▶ **Passage to read**
————————
Message: Joshua 24:1-3a; 14-25; 1 Thessalonians 4:13-18; Matthew 25:1-13
This weekend, as we recognize our veterans, we learn that The Small Business Administration reports that a veteran is forty-five percent more likely to start his or her own business than a non-veteran. In fact, the U.S. Census Bureau recently shared that 2.52 million of the some twenty-eight million businesses in the United States are majority owned by veterans, nearly one tenth of all U.S. owned businesses!
Veterans are team players, well trained, well prepared, flexible, able to duck, reload and stand ready should the course of action shift along the way. They learn quickly and thoroughly what is necessary for protecting folks, and providing for folks the safety they need. When confronted with a challenge, veterans meet the risk with confidence as they are trained in preparedness. Veterans have a mental fortitude and a physical stamina that enables them to hang in for the long haul. Veterans have Staying Power.
It’s Staying Power that Jesus is talking about with his disciples as he sits atop the Mount of Olives, just outside of Jerusalem. A revolutionary new kind of business is birthing in an era of bad government and unrest that is going to require some Staying Power. A new age is hidden in among the discord. An age of God’s triumph and universal victory through Jesus’ death upon the cross and his rising from the dead ushering in eternal, everlasting hope. Jesus prepares his followers with Staying Power through the parable of ten bridesmaids.
The story of bridesmaids in preparation for a wedding is not a bit unusual. It’s not a secret that wedding planning is occupied by careful preparation and timing. What makes the story odd is the timing. A large wedding party is assembled: ten bridesmaids. Oddly, though, only half the attendants are prepared.
————————
[Items from a labeling collection]
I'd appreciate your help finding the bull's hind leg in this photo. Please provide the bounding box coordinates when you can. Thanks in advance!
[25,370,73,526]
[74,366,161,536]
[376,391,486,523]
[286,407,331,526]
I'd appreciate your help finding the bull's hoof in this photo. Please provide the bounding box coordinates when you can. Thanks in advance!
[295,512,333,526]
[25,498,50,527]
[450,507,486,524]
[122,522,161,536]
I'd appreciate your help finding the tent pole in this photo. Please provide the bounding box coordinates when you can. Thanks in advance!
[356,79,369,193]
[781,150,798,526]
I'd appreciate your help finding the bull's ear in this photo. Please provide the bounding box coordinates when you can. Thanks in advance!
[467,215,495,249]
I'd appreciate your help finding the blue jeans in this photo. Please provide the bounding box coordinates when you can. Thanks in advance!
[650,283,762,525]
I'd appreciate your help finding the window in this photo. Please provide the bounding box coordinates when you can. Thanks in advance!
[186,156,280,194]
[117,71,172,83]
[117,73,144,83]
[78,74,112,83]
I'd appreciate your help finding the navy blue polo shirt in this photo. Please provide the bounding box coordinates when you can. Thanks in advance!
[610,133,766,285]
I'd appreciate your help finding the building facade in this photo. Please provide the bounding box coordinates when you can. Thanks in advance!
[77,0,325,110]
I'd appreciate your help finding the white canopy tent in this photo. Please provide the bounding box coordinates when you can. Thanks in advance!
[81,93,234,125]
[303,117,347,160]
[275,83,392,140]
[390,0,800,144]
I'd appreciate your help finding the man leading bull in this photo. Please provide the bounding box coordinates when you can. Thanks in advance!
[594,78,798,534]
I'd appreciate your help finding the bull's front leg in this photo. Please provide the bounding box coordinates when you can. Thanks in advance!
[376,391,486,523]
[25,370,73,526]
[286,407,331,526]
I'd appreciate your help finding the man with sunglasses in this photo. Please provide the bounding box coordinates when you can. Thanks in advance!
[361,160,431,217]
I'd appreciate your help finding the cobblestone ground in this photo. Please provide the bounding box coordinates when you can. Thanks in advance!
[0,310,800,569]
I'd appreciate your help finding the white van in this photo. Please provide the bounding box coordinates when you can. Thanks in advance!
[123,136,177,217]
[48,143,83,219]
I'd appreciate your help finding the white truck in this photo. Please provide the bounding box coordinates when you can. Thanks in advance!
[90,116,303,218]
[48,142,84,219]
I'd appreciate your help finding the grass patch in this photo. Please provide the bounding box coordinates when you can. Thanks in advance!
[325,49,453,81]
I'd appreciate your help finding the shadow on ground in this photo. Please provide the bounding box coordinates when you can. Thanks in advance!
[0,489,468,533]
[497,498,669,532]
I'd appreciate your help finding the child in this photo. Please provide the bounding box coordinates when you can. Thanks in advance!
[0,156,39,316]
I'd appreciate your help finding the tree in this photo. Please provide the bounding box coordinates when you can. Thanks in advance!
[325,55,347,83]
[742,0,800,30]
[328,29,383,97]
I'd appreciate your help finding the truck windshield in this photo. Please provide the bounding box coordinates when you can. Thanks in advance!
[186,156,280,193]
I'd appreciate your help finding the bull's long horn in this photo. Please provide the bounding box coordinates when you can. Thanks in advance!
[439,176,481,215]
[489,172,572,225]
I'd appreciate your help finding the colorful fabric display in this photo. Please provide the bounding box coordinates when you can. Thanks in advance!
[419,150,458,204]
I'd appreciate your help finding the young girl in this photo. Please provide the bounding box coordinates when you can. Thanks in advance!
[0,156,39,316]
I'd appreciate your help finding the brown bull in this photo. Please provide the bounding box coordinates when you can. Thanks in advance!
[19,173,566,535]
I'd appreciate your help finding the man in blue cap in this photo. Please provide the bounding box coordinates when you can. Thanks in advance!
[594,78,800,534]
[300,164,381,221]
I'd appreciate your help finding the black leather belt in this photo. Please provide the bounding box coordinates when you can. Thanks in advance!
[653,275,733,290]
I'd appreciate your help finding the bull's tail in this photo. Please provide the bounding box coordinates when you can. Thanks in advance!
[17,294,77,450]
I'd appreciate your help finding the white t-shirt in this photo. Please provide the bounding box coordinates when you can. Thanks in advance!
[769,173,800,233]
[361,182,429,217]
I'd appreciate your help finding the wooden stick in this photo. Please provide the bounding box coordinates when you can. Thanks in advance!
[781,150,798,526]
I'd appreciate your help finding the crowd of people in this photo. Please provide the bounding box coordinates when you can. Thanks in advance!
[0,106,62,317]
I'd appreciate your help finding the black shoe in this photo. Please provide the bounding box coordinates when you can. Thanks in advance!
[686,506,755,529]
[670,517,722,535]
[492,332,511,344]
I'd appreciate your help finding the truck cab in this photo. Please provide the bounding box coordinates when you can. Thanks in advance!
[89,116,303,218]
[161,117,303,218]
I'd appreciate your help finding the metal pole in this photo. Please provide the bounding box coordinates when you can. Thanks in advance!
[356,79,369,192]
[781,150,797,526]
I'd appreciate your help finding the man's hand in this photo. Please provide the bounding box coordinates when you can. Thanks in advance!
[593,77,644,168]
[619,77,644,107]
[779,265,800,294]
————————
▶ **Brief**
Write out word for word the stretch of the sermon that begins with the words "Veterans are team" and ends after the words "have Staying Power.".

▶ **Exercise output**
Veterans are team players, well trained, well prepared, flexible, able to duck, reload and stand ready should the course of action shift along the way. They learn quickly and thoroughly what is necessary for protecting folks, and providing for folks the safety they need. When confronted with a challenge, veterans meet the risk with confidence as they are trained in preparedness. Veterans have a mental fortitude and a physical stamina that enables them to hang in for the long haul. Veterans have Staying Power.